WORK TO DO -
Please write out every line of the material again, requests included, adding 75 to each coordinate in the answers.

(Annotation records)
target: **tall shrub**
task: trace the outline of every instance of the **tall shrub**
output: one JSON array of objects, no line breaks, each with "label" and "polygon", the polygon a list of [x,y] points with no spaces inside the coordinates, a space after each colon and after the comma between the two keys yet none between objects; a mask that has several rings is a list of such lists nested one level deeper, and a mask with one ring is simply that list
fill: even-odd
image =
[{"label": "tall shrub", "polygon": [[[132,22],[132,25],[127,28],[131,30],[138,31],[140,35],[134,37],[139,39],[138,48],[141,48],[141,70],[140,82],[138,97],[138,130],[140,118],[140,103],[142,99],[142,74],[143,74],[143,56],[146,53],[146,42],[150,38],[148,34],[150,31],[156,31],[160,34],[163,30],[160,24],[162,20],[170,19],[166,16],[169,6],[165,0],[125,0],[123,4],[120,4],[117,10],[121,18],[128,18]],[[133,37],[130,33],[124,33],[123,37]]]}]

FULL ANSWER -
target: **tall shrub**
task: trace the outline of every instance of the **tall shrub**
output: one JSON array of objects, no line breaks, each with "label" and "polygon", the polygon a list of [x,y] points with no spaces inside the coordinates, a space after each colon and after the comma between the two keys yet none between objects; a mask that has several rings is a list of such lists nested one level deeper, and a mask with one ring is simply that list
fill: even-odd
image =
[{"label": "tall shrub", "polygon": [[[207,97],[207,100],[202,103],[206,105],[213,106],[215,110],[209,112],[214,114],[213,123],[216,123],[216,145],[215,157],[213,172],[213,205],[215,193],[215,178],[217,174],[217,149],[218,149],[218,131],[221,128],[221,117],[225,113],[223,109],[225,106],[231,106],[235,109],[238,105],[235,99],[237,95],[245,94],[241,91],[244,81],[240,75],[200,75],[198,79],[195,79],[192,85],[196,93],[203,93]],[[208,112],[205,108],[199,108],[198,112]]]}]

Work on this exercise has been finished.